> **PASSAGE PROVIDED**
Oh, poor, poor Dinkle. He can’t find the free pizza, so his breakfast was cheese and candy. I may just burst into tears over this development.
Three days of this crap and Becky hasn’t had a single line. Looks like she was in the middle of a conversation when Dinkle just roared in and shut her down. Of course; Dinkle has to be the center of attention at all times.
And Batiuk’s really going out of his way to deny her any dialogue. You’d think she’d be the one talking about Dinkle’s Deficiencies, but no, it has to be some random passerby. Which makes sense in this world–after all, Dinkle is known and beloved by the entire high school band community, past, present and future, so of course they’re all up on his current state. I hear there’s even a newsletter, with a circulation of several hundred thousand.
What’s really surprising is that no one has taken him in hand and led him to the pizza table. But…I guess that might imply that there’s someone wiser than he, who knows where the pizza is, and Batiuk cannot have that. So, I further guess this means that no one has been able to find the pizza table. Because there can’t be anyone better than Dinkle in anything. Why, he even schools them in how to whine like a baby!

> **ACTION ITEM**
Answer these questions from the post about Dinkle:
(a) What did Dinkle eat for breakfast?
(b) How many days has Becky gone without a single line?
(c) Who, instead of Becky, is the one talking about Dinkle's Deficiencies?
The records that follow come from a different source than the text above.

> **PROVIDED DATA**
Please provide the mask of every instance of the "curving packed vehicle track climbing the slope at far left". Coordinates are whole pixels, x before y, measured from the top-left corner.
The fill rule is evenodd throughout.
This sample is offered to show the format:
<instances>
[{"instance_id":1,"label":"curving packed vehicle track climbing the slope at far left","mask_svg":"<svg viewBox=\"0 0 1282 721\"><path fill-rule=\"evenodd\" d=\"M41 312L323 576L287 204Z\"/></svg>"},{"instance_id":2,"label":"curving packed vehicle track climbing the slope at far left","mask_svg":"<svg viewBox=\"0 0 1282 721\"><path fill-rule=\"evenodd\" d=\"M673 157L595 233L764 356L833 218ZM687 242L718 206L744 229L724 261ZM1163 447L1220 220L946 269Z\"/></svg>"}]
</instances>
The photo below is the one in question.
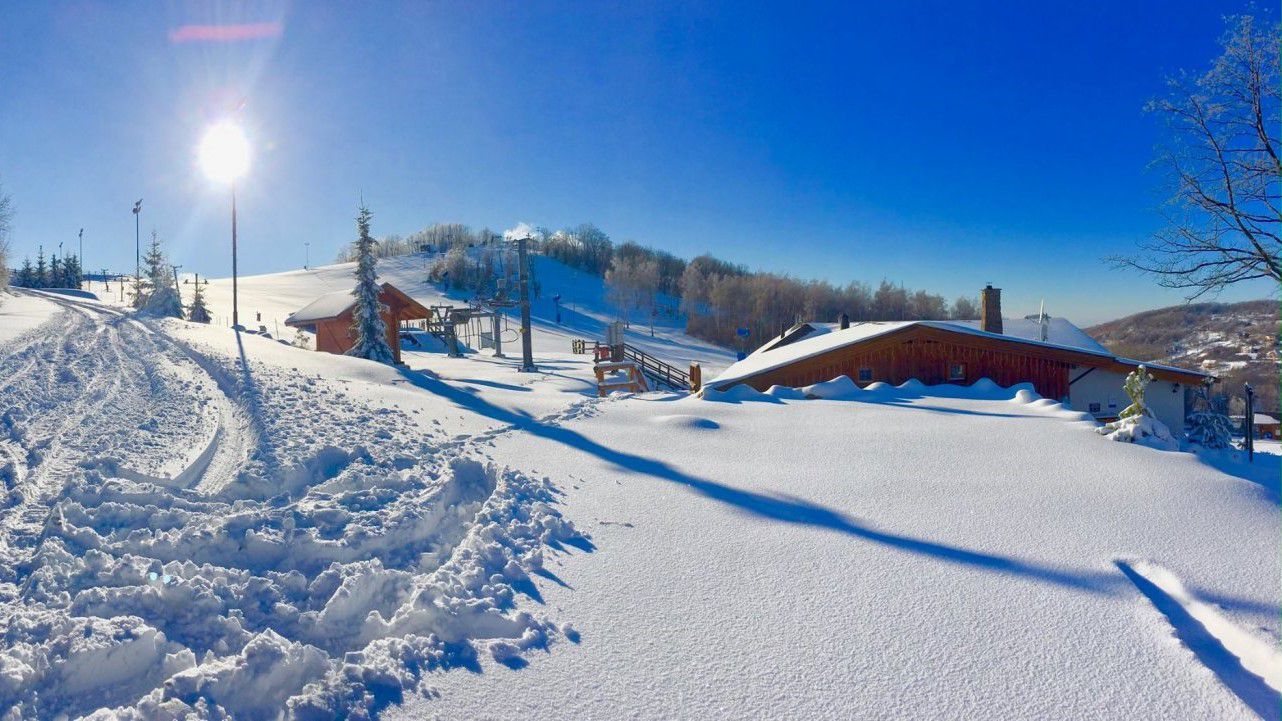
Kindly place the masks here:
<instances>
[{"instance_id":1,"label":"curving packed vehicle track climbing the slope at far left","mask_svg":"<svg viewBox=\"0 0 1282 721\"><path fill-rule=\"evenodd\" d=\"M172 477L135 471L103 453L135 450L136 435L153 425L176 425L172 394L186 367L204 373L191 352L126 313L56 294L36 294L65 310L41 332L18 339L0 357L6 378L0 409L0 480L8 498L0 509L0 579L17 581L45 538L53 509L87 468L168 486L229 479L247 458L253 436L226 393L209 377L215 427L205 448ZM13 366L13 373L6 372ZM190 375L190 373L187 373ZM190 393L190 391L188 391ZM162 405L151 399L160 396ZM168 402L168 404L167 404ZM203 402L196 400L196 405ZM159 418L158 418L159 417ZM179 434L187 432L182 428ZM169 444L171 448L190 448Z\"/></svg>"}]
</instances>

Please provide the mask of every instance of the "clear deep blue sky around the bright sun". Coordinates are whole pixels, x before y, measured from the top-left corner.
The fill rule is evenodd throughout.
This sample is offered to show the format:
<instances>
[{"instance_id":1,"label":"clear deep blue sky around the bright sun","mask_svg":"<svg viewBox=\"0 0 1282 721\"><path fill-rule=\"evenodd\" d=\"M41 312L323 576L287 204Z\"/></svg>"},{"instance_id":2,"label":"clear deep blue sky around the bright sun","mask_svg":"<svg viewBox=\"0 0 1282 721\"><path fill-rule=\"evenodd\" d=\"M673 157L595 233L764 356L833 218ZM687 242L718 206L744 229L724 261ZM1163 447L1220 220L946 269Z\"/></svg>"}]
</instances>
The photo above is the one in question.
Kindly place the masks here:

> **SOLVED EXERCISE**
(a) Cheese and candy.
(b) Three days.
(c) Some random passerby.